TASK DESCRIPTION >> Search the records for the word "Target" and copy each line in which it appears.

[Stored entries]
*-*-*

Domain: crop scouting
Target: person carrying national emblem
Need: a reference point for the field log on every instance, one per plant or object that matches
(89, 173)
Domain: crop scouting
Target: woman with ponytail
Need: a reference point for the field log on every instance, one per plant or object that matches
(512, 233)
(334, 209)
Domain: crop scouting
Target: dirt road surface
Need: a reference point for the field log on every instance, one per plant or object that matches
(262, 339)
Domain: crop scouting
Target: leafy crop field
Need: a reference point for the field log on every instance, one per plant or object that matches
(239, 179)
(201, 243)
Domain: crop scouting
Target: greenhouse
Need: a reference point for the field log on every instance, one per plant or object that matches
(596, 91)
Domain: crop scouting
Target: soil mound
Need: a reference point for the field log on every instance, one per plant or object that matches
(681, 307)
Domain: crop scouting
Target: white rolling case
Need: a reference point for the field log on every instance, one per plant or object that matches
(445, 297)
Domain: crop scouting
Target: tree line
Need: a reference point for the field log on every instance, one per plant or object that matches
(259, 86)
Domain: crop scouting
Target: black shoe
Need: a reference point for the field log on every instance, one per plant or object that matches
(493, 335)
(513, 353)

*-*-*

EXPECTED ANSWER >>
Target: person carrying national emblem
Target: woman with ponytail
Target: dirt road surface
Target: leafy crop field
Target: greenhouse
Target: soil mound
Target: white rolling case
Target: tree line
Target: black shoe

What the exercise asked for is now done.